Text
========================================================================

Moreover, these variables exhibit fairly typical trends in adverse
economic climates that can have unfavorable implications for
companies' net income and, thus, capital positions.
(d) The economic variables included in the scenario may change
over time. For example, the Board may add variables to a scenario if
the international footprint of companies that are subject to the
stress testing rules changed notably over time such that the
variables already included in the scenario no longer sufficiently
capture the material risks of these companies. Alternatively,
historical relationships between macroeconomic variables could
change over time such that one variable (e.g., disposable personal
income growth) that previously provided a good proxy for another
(e.g., light vehicle sales) in modeling companies' pre-provision net
revenue or credit losses ceases to do so, resulting in the need to
create a separate path, or alternative proxy, for the other
variable. However, recognizing the amount of work required for
companies to incorporate the scenario variables into their stress
testing models, the Board expects to eliminate variables from the
scenarios only in rare instances.
(e) The Board expects that the company may not use all of the
variables provided in the scenario, if those variables are not
appropriate to the company's line of business, or may add additional
variables, as appropriate. The Board expects the companies to ensure
that the paths of such additional variables are consistent with the
scenarios the Board provided. For example, the companies may use, as
part of their internal stress test models, local-level variables,
such as state-level unemployment rates or city-level house prices.

========================================================================

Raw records
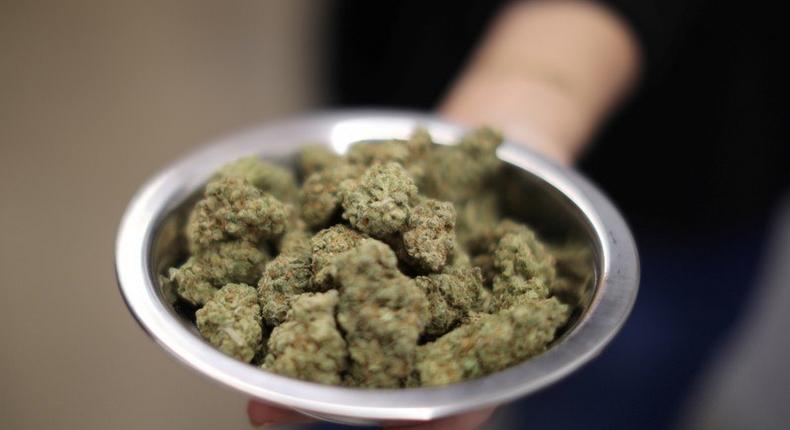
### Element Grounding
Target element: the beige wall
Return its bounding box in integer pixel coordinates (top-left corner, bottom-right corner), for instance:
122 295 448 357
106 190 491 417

========================================================================

What is required
Please name the two local-level variables that the text gives as examples for companies' internal stress test models. The data above is separate material from the text.

Written response
State-level unemployment rates and city-level house prices.